# [Text provided]
============================================================
5

I'm working in BigQuery. I have a table t1 which has address, postcode, price and date fields. I want to group this by address and postcode, an find the price of the most recent row for each address.

How can I do this in BigQuery? I know how to get the address, postcode and most recent date:

SELECT
  ADDRESS, POSTCODE, MAX(DATE)
FROM
  [mytable]
GROUP BY
  ADDRESS,
  POSTCODE

But I don't know how to get the price of these rows matching these fields. This is my best guess, which does produce results - will this be correct?

SELECT 
  t1.address, t1.postcode, t1.date, t2.price
FROM [mytable] t2
JOIN 
(SELECT
  ADDRESS, POSTCODE, MAX(DATE) AS date
FROM
  [mytable]
GROUP BY
  ADDRESS,
  POSTCODE) t1
ON t1.address=t2.address 
   AND t1.postcode=t2.postcode 
   AND t1.date=t2.date

This seems to me like it should work, but some of the similar questions have solutions that are much more complex.

Community
  • 1
  • 1
Richard
  • 62,943
  • 126
  • 334
  • 542

2 Answers2

8

Just use row_number():

SELECT t.*
FROM (SELECT t.*,
             ROW_NUMBER() OVER (PARTITION BY ADDRESS, POSTCODE
                                ORDER BY DATE DESC
                               ) as seqnum
      FROM [mytable] t
     ) t
WHERE seqnum = 1;

This is not an aggregation query. You want to filter the rows to get the most recent value.
============================================================
# [Exercises]
a: Rewrite the point placement records from the line that has "Would you kindly indicate the distant" through the last line of the records, changing "skyscraper" to "office tower" and leaving everything else as it is.
b: Extend the BigQuery thread about getting the most recent price for each address, picking up after its last sentence.

# [Point placement records]
============================================================
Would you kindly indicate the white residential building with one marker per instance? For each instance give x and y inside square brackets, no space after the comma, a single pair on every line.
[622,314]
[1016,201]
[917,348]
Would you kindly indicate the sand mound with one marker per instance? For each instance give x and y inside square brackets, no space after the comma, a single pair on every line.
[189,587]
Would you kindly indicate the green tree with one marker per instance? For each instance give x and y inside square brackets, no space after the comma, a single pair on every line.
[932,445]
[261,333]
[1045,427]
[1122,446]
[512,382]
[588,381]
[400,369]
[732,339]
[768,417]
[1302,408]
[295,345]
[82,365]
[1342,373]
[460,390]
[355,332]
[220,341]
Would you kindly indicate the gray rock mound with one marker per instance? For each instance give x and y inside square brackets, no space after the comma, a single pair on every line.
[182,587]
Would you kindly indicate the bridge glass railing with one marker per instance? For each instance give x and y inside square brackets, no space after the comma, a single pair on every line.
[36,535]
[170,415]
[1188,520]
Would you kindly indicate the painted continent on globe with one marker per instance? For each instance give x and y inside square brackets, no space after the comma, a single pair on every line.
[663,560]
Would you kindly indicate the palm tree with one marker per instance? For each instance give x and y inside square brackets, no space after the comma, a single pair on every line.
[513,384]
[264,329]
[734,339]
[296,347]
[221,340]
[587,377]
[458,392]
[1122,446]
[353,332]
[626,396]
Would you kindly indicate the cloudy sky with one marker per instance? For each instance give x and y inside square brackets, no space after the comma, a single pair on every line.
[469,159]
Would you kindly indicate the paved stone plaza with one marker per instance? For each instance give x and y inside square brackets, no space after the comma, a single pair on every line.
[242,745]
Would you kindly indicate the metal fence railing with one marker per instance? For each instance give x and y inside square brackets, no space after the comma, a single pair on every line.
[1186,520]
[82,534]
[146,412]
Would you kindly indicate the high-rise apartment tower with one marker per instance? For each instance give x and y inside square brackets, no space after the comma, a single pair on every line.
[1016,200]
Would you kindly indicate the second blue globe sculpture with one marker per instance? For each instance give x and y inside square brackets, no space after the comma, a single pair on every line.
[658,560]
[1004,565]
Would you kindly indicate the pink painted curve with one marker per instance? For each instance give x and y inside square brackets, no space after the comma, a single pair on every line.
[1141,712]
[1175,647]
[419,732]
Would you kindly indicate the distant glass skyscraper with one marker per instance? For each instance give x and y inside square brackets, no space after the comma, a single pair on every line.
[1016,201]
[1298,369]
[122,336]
============================================================
# [Task-by-task outputs]
a:
Would you kindly indicate the distant glass office tower with one marker per instance? For each instance give x and y inside square brackets, no space after the comma, a single pair on every line.
[1016,201]
[1298,369]
[122,336]

b:
Gordon Linoff
  • 1,242,037
  • 58
  • 646
  • 786
  • Thanks! Out of interest, why is this preferable to my method? – Richard Apr 12 '17 at 11:35
  • 1
    Your method doesn't let you retrieve the price associated with the maximum date unless you do a self join, whereas this one doesn't require a join. You could also take a look at my answer in http://stackoverflow.com/a/43340019/6253347 as an example of using aggregate functions to select the most recent row. – Elliott Brossard Apr 12 '17 at 11:53
5

Try below for BigQuery Standard SQL

#standardSQL
SELECT row.* FROM (
  SELECT ARRAY_AGG(t ORDER BY date DESC LIMIT 1)[OFFSET(0)] AS row
  FROM `yourTable` AS t
  GROUP BY address, postcode
)  

You can play/test it with dummy data as below

#standardSQL
WITH yourTable AS (
  SELECT 'address_1' AS address, 'postcode_1' AS postcode, '2017-01-01' AS date, 1 AS price UNION ALL
  SELECT 'address_1', 'postcode_1', '2017-01-02', 2 UNION ALL
  SELECT 'address_1', 'postcode_1', '2017-01-03', 3 UNION ALL
  SELECT 'address_1', 'postcode_1', '2017-01-04', 4 UNION ALL
  SELECT 'address_2', 'postcode_2', '2017-01-01', 5 UNION ALL
  SELECT 'address_3', 'postcode_1', '2017-01-01', 6 UNION ALL
  SELECT 'address_3', 'postcode_1', '2017-01-02', 7 UNION ALL
  SELECT 'address_3', 'postcode_1', '2017-01-03', 8 
)
SELECT row.* FROM (
  SELECT ARRAY_AGG(t ORDER BY date DESC LIMIT 1)[OFFSET(0)] AS row
  FROM `yourTable` AS t
  GROUP BY address, postcode
)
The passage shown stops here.